● Point labeling records:

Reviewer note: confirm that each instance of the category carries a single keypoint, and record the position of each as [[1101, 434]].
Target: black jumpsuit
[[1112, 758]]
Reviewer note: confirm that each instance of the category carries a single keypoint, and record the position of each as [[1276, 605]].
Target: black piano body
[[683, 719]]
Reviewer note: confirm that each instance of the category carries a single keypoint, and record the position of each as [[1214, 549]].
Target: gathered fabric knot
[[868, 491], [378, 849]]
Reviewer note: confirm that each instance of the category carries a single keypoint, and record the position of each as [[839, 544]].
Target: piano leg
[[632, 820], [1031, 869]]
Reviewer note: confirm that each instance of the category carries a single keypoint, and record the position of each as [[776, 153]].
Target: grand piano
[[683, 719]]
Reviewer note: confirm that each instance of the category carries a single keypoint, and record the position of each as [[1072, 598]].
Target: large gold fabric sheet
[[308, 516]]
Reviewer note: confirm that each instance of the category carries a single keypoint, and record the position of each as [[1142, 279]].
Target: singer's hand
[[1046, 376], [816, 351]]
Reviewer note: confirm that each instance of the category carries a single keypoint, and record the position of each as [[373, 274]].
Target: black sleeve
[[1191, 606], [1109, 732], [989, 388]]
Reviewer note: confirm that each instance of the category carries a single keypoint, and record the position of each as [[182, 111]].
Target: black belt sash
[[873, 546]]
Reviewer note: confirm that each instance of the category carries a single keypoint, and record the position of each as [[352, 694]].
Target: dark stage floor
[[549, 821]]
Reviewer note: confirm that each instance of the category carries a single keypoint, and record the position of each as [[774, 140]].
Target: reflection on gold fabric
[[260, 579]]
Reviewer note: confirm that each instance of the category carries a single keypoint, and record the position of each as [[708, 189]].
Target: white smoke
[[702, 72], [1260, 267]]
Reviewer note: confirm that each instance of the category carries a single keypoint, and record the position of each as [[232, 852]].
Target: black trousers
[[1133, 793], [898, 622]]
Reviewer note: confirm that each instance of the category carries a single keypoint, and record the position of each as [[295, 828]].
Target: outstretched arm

● WRITTEN TASK: Reproduce all of the records above verbatim, line for line.

● RESPONSE TO THE EXERCISE:
Reviewer note: confirm that each instance of the category carries a single keypoint, and record the position of each as [[1101, 434]].
Target: black jumpsuit
[[1112, 758]]
Reviewer note: confirm that each instance of the category carries a single keypoint, and record the position of each as [[1276, 605]].
Target: black piano body
[[683, 719]]
Reviewer note: confirm that each instance of the category carries a single keypoint, and record the position of each as [[1214, 549]].
Target: gathered fabric knot
[[868, 491], [378, 849]]
Reviewer note: confirm that each instance of the category carries a single keypoint, and record the position of each as [[839, 544]].
Target: piano leg
[[632, 820], [1031, 869]]
Reviewer note: confirm that each instance of the category carries a single keypoint, and record the position of each as [[776, 153]].
Target: grand piano
[[683, 719]]
Reviewer note: confirm that each instance of the category carries a single keypoint, and record the position of each as [[1072, 598]].
Target: large gold fabric sheet
[[308, 516]]
Reviewer note: confirm that each instance of the category carries a single keypoint, and record the position of each as [[1142, 279]].
Target: singer's hand
[[1046, 376], [816, 351]]
Reviewer note: confirm that each instance of the category carries a single keypoint, and record the position of each as [[373, 274]].
Target: black sleeve
[[1191, 606], [1109, 732], [989, 388]]
Reviewer note: confirm that each instance of the category carries a single keypoint, and record the position of each as [[182, 111]].
Target: black belt sash
[[873, 546]]
Reviewer note: confirm that each instance of the category carries a single keypoint, and record the position of each as [[352, 694]].
Target: dark stage floor
[[549, 821]]
Reviewer note: confirm that each instance of the category carries a single keypoint, and record the position of each as [[774, 140]].
Target: reflection on gold fabric
[[260, 579]]
Reviewer note: confirm that each instance of the category carries a single keypoint, and record the position of each as [[708, 189]].
Target: white smoke
[[702, 72], [1260, 267]]
Reviewer note: confirm that each instance of the category carries a single keypoint, and record the position of each as [[232, 852]].
Target: black trousers
[[1133, 793], [898, 622]]
Reviewer note: confirm that each instance of the category carries a single keypoint, and record the position of each as [[295, 828]].
Target: outstretched arm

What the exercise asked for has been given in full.